(WRITTEN REQUEST) Reproduce the records word for word, starting at the line that contains "of the green" and continuing up to and including the line that contains "M38 16L40 2L46".

(DATA SUPPLIED)
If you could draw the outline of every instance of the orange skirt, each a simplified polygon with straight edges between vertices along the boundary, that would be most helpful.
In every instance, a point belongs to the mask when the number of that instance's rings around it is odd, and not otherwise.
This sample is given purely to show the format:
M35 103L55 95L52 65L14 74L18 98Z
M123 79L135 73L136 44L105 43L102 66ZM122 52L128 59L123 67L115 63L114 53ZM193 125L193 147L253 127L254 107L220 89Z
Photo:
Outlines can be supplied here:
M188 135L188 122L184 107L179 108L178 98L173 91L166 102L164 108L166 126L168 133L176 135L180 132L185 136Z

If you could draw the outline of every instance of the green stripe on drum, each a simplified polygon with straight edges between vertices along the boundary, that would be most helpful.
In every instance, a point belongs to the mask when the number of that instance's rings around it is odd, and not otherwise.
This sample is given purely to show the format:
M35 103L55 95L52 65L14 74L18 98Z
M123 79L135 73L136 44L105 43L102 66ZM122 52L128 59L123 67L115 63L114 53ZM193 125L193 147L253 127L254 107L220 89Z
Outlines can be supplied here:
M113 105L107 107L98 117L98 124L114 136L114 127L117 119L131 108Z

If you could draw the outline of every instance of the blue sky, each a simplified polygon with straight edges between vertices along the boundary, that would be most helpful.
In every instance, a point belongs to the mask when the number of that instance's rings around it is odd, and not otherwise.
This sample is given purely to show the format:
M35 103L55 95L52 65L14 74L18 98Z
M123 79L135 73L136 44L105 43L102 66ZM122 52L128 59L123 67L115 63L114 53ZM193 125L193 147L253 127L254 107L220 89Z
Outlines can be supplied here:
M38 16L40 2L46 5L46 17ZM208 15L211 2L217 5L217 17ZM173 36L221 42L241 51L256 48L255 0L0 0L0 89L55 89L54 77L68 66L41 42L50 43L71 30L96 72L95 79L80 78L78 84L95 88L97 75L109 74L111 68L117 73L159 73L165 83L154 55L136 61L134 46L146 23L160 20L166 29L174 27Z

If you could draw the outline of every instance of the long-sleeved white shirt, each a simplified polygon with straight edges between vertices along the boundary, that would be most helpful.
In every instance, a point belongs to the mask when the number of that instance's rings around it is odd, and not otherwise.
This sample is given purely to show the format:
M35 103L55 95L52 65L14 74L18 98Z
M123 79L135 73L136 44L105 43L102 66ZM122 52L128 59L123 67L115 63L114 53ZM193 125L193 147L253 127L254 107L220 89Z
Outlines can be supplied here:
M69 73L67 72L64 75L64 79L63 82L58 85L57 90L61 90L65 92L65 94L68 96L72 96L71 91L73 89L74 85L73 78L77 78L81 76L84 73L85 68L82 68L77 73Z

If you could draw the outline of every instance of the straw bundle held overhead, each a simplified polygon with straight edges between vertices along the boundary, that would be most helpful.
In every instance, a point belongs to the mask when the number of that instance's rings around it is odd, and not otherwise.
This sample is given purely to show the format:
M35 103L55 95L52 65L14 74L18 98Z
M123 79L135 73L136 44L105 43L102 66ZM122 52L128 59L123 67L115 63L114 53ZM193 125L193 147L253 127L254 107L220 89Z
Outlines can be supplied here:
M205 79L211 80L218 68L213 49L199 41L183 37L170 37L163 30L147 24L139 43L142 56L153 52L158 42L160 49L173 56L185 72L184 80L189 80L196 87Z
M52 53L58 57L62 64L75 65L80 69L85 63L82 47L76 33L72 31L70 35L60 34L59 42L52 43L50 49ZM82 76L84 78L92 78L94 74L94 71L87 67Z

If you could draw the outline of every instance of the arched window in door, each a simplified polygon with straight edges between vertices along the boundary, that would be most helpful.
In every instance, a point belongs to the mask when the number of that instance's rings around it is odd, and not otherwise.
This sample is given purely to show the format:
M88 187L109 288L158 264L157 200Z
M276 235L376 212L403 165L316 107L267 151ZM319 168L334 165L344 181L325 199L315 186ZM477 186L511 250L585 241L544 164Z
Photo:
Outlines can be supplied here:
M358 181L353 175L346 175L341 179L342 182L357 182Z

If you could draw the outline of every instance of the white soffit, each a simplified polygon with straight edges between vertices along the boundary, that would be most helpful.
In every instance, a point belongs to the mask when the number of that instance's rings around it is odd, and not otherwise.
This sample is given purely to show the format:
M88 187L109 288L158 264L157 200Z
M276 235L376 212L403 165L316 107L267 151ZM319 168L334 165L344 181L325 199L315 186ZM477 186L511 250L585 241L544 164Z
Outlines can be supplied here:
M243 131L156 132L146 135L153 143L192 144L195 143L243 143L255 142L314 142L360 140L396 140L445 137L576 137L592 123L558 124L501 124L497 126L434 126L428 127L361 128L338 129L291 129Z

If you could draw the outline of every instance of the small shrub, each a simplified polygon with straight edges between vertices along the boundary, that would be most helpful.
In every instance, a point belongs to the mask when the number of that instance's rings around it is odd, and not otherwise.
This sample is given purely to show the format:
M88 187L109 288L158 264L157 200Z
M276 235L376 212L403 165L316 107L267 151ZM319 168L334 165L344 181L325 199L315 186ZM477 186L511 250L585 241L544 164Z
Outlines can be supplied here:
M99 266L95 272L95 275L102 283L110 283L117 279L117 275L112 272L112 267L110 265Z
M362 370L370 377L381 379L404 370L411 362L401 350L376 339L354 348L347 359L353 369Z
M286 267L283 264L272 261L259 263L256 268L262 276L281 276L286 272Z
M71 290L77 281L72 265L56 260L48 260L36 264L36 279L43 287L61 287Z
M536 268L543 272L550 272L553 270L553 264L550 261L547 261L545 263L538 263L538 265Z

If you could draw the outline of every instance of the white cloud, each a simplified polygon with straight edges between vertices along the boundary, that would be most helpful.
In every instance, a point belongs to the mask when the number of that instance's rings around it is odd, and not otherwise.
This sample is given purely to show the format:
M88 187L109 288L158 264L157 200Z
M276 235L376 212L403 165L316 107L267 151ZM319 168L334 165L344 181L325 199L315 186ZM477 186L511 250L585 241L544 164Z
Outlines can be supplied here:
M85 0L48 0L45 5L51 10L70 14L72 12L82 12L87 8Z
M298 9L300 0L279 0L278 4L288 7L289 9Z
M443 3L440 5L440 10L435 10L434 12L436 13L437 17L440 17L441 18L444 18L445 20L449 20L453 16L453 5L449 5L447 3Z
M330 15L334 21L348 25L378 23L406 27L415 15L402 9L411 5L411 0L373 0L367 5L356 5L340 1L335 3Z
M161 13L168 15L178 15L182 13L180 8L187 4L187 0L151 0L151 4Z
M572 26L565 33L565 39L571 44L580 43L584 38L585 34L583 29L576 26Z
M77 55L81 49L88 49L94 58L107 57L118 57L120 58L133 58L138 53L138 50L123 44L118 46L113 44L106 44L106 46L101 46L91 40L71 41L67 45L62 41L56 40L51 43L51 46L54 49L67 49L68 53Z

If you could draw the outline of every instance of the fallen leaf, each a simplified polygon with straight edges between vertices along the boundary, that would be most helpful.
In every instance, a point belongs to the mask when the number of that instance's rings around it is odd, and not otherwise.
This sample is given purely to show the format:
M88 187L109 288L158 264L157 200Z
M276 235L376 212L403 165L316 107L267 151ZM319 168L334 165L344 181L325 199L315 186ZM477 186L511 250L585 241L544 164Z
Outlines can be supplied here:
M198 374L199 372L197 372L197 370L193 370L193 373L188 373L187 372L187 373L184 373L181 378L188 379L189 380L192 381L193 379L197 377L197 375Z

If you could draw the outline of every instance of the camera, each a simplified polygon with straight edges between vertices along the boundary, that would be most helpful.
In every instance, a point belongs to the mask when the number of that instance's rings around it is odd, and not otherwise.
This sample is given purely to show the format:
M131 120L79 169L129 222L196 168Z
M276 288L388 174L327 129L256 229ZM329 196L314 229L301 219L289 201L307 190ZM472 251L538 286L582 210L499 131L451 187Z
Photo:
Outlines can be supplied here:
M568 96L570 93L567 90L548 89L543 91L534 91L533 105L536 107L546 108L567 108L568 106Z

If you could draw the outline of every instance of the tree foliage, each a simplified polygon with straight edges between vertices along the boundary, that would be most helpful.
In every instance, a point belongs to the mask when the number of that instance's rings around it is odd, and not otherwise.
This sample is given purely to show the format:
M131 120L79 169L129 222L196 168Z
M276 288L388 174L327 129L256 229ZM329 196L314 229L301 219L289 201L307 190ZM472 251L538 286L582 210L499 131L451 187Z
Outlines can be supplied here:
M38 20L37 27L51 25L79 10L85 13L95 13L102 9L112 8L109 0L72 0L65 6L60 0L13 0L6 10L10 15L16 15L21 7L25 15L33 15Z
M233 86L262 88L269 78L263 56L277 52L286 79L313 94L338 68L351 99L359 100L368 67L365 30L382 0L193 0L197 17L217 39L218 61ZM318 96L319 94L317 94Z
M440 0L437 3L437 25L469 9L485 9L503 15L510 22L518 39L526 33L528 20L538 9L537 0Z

(WORKED ANSWER)
If you could draw the outline of every instance of the green stripe on drum, each a simplified polygon with straight edges between vertices along the boundary, that would be most helpful.
In every instance, a point belongs to the mask when the number of that instance's rings around it is odd, and not otherwise.
This sample is given purely to show the format:
M35 103L55 95L52 65L14 74L18 98Z
M123 79L135 73L136 44L105 43L102 66ZM122 52L128 59L123 67L115 63L114 53ZM193 125L193 147L253 127L254 107L220 89Z
Outlines can be supplied here:
M113 105L107 107L98 117L98 124L114 136L114 127L117 119L131 108Z

If you could draw the outline of every instance of the blue sky, each a simplified polygon with straight edges between vertices along the boundary, that would be most helpful.
In every instance, a point belongs to the mask when the number of that instance's rings around it is odd, and not otherwise.
This sample is given purely to show the format:
M35 103L55 95L52 65L14 74L18 98Z
M123 79L135 73L136 44L105 43L102 66ZM122 52L128 59L123 67L115 63L114 53ZM193 125L193 147L253 127L254 107L220 89Z
Outlines can be supplied here:
M38 16L40 2L46 5L46 17ZM208 15L211 2L217 5L217 17ZM173 36L221 42L241 51L256 48L255 0L0 0L0 89L55 89L54 77L68 66L41 42L50 43L71 30L96 72L95 79L80 78L78 84L95 88L97 75L109 74L111 68L117 73L159 73L165 83L154 55L136 61L134 46L146 23L160 20L166 29L174 27Z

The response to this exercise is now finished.